PROBLEM STATEMENT
Output every line below as a JSON list of strings, one string per line, leaving out blank lines.

***** SUPPLIED INFORMATION

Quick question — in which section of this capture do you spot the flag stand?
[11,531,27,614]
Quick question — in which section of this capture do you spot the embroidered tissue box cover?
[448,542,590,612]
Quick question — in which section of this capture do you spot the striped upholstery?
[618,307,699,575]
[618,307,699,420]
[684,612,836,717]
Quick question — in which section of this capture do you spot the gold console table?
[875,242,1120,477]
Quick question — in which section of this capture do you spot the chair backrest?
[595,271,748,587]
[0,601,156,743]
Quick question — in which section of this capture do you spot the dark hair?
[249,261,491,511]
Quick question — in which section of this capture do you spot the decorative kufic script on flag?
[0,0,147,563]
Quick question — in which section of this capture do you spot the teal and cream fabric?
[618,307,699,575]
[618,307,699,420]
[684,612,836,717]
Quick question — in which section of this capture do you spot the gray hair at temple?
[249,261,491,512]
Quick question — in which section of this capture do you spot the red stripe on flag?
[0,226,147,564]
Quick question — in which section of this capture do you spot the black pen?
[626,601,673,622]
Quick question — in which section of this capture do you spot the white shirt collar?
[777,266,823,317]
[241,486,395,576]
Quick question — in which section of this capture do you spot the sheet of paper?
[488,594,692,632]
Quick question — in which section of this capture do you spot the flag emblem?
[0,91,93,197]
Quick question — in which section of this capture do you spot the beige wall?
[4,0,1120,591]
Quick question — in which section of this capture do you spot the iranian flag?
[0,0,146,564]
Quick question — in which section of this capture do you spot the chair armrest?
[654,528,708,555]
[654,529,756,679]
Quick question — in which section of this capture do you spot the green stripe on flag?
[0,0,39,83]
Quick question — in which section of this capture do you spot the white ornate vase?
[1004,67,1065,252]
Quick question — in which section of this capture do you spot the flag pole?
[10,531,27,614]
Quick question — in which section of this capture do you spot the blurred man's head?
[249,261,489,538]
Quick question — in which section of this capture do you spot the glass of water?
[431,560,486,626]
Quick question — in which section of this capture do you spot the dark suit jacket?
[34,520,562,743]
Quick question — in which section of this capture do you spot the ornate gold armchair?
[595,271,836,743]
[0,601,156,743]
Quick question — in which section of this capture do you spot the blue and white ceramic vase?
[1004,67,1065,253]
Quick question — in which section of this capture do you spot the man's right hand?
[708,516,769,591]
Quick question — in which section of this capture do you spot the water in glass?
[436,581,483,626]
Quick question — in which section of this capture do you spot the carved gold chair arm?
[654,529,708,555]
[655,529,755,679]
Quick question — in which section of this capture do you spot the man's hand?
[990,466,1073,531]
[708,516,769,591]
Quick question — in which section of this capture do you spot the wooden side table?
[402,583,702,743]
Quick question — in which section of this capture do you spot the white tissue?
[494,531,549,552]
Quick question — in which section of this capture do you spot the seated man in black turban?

**********

RIGHT ANSWER
[
  "Quick question — in which section of this capture do you spot the flag stand?",
  "[11,531,27,614]",
  "Quick question — in which section of this capture do you spot the embroidered tissue box cover?",
  "[448,542,590,612]",
  "Quick question — in which section of this capture do you spot the striped upholstery?",
  "[618,307,699,575]",
  "[618,307,699,420]",
  "[684,612,836,717]",
  "Quick question — in which section of this capture do you spot the gold console table?",
  "[875,242,1120,477]",
  "Quick question — in which section of this capture do you spot the chair backrest?",
  "[595,271,748,587]",
  "[0,601,156,743]",
  "Quick question — in which section of this capture do you spot the dark hair?",
  "[249,261,491,511]",
  "Quick question — in which section of this capture do you spot the decorative kufic script on flag?",
  "[0,0,147,563]",
  "Quick question — in which section of this capture do you spot the teal and cream fabric?",
  "[618,307,699,575]",
  "[618,307,699,420]",
  "[684,612,836,717]",
  "Quick question — in which section of this capture do you spot the gray hair at temple?",
  "[249,261,491,512]",
  "Quick question — in which section of this capture do you spot the red stripe on flag?",
  "[0,226,147,564]",
  "Quick question — in which section of this capture do you spot the black pen?",
  "[626,601,673,622]",
  "Quick question — in which section of this capture do you spot the white shirt collar?",
  "[777,266,823,317]",
  "[241,486,395,576]",
  "Quick question — in which section of this capture do you spot the sheet of paper?",
  "[488,594,692,632]",
  "Quick question — in which section of this capture do you spot the flag emblem?",
  "[0,91,93,197]",
  "Quick question — in which section of this capture do you spot the beige wall?",
  "[4,0,1120,591]",
  "Quick question — in which section of this capture do you spot the iranian flag?",
  "[0,0,146,564]",
  "Quick question — in which section of this capture do you spot the chair armrest?",
  "[654,528,708,555]",
  "[654,529,756,679]",
  "Quick question — in which section of this capture do you spot the green stripe on flag?",
  "[0,0,39,83]",
  "Quick question — in which section of this capture do you spot the white ornate vase?",
  "[1004,67,1065,252]",
  "Quick question — in which section of this capture do you spot the flag pole?",
  "[10,531,27,614]",
  "Quick question — in which section of this capture do you spot the blurred man's head?",
  "[249,261,489,538]",
  "Quick question — in which section of this capture do you spot the glass of water?",
  "[431,560,486,626]",
  "Quick question — in which section of this capture do you spot the dark suit jacket?",
  "[34,520,562,743]",
  "Quick question — in which section of this capture do you spot the ornate gold armchair?",
  "[595,271,836,743]",
  "[0,601,156,743]",
  "Quick question — in which section of this capture do you spot the blue and white ceramic vase?",
  "[1004,67,1065,253]",
  "Quick question — in which section of this capture do you spot the man's right hand?",
  "[708,516,769,591]",
  "Quick question — in which section of this capture do you spot the water in glass?",
  "[436,581,483,626]",
  "Quick question — in which section of this capture do you spot the carved gold chair arm?",
  "[654,529,708,555]",
  "[655,529,755,679]",
  "Quick question — in which section of this capture do you spot the man's hand?",
  "[990,466,1073,531]",
  "[708,516,769,591]",
  "Quick question — in which section of this capture do you spot the wooden side table?",
  "[402,583,702,743]",
  "Quick question — in which section of this capture do you spot the white tissue?",
  "[494,531,549,552]",
  "Quick question — in which section of this capture do you spot the seated man in black turban?"
]